EXERCISE DATA ->
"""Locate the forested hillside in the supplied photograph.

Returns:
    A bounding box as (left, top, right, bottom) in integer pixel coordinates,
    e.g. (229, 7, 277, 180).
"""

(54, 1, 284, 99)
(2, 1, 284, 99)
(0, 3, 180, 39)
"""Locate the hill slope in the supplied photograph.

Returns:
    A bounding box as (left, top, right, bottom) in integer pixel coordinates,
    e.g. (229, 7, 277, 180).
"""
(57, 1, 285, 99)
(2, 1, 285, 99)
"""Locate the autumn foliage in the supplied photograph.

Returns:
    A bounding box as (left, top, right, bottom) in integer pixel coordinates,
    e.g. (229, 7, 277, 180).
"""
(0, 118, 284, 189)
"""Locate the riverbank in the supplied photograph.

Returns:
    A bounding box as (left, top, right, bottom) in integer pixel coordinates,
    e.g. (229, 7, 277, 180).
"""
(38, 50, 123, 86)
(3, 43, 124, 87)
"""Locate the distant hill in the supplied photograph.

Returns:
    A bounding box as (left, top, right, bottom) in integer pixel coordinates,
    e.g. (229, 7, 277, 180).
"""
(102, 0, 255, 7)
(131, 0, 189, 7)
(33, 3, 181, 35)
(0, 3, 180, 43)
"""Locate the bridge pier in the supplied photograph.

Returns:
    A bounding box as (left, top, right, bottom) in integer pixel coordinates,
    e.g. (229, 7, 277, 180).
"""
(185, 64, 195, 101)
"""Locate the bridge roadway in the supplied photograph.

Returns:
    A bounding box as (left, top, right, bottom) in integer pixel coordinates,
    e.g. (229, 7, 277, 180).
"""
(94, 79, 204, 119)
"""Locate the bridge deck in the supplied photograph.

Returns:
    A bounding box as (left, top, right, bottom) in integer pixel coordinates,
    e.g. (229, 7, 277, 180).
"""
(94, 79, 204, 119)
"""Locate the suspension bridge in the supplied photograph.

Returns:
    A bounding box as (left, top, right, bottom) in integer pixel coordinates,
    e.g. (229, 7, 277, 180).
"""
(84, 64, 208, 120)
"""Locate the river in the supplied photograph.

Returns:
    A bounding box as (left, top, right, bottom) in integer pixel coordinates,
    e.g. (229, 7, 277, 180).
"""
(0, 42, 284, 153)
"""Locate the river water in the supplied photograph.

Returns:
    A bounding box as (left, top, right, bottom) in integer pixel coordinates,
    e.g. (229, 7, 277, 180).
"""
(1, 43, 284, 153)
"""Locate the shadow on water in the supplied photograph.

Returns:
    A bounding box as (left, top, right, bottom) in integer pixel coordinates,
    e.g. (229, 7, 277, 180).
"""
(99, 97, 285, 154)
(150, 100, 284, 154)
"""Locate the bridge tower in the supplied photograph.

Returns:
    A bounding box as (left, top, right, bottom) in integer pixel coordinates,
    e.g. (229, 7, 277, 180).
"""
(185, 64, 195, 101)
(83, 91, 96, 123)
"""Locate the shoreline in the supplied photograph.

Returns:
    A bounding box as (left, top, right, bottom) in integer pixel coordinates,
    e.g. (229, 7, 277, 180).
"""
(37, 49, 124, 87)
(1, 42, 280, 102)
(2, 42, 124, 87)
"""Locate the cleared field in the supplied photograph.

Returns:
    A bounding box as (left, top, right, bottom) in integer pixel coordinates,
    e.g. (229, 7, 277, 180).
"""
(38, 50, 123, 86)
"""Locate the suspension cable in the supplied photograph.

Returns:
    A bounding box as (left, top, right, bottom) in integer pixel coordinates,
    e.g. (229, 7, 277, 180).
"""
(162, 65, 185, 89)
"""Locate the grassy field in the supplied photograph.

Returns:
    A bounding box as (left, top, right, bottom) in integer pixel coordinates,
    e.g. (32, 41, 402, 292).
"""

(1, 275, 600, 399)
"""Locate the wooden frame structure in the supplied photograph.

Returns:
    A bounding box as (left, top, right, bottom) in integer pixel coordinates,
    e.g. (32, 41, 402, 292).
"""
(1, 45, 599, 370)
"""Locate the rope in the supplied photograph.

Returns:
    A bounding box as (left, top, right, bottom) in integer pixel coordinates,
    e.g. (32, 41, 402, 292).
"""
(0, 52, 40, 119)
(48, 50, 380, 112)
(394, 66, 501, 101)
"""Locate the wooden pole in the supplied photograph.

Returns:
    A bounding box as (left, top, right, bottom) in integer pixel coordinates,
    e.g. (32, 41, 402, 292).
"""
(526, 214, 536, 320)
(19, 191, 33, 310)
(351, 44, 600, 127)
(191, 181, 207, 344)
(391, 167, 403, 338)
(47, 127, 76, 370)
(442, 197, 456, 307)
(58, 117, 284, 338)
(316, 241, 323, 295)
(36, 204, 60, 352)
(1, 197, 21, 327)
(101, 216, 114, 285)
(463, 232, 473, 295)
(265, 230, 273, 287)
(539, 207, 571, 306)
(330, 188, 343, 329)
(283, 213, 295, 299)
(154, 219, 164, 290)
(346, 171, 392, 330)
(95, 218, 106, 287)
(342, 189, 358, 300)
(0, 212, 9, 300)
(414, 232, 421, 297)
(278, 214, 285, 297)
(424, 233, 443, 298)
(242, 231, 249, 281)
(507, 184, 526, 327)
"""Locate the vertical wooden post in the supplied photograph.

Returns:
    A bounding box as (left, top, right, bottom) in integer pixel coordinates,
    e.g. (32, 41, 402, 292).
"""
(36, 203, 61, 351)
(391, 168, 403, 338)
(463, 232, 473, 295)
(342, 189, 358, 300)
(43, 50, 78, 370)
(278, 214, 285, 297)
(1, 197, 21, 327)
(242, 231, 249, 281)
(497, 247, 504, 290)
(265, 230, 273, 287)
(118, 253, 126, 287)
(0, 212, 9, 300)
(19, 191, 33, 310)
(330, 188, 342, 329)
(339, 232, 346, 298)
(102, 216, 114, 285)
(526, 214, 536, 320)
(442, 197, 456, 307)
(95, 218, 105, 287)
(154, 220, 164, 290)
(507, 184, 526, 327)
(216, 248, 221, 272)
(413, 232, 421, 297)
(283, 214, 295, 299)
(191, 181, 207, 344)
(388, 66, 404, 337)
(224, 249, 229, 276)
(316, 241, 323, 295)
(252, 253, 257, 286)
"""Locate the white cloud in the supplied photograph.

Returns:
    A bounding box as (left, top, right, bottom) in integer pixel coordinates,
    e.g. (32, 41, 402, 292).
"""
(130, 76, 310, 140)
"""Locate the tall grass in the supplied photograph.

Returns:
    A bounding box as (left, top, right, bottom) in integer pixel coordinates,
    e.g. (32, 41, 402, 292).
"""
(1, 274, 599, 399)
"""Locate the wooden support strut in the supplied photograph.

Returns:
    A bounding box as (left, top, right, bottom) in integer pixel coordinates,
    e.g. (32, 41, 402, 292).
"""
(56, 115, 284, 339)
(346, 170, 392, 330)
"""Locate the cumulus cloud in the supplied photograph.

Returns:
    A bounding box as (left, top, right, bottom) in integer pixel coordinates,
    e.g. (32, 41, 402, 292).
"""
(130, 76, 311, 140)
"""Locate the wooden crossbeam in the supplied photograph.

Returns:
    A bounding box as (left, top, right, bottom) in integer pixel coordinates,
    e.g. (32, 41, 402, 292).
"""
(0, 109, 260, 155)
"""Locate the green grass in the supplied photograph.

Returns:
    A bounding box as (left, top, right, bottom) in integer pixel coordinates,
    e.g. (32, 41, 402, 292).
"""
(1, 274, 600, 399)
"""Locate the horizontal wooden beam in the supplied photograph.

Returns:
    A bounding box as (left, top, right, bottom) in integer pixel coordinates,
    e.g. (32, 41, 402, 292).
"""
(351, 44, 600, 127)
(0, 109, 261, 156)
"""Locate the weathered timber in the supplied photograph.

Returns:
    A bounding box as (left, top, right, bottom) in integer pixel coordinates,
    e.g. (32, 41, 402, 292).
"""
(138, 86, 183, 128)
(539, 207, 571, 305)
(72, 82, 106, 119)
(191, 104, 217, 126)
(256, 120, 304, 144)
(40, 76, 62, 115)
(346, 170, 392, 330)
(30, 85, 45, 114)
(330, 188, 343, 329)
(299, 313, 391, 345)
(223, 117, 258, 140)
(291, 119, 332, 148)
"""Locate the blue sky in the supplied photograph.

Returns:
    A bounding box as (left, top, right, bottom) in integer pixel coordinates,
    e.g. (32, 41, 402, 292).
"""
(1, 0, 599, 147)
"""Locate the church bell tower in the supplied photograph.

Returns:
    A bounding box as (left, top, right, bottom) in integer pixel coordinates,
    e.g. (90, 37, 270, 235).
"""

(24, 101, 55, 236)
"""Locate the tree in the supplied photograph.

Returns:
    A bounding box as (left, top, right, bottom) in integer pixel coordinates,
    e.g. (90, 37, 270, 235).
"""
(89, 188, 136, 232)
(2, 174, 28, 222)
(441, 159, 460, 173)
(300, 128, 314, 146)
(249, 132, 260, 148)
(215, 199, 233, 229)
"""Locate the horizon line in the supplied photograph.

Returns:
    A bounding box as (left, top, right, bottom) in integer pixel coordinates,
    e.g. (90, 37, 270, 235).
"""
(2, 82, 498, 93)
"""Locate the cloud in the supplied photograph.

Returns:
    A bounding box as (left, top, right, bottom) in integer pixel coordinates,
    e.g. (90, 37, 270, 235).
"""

PROBLEM -> Tally the lines of the data that include the word "field". Reply with the number only.

ANSWER AREA -> 2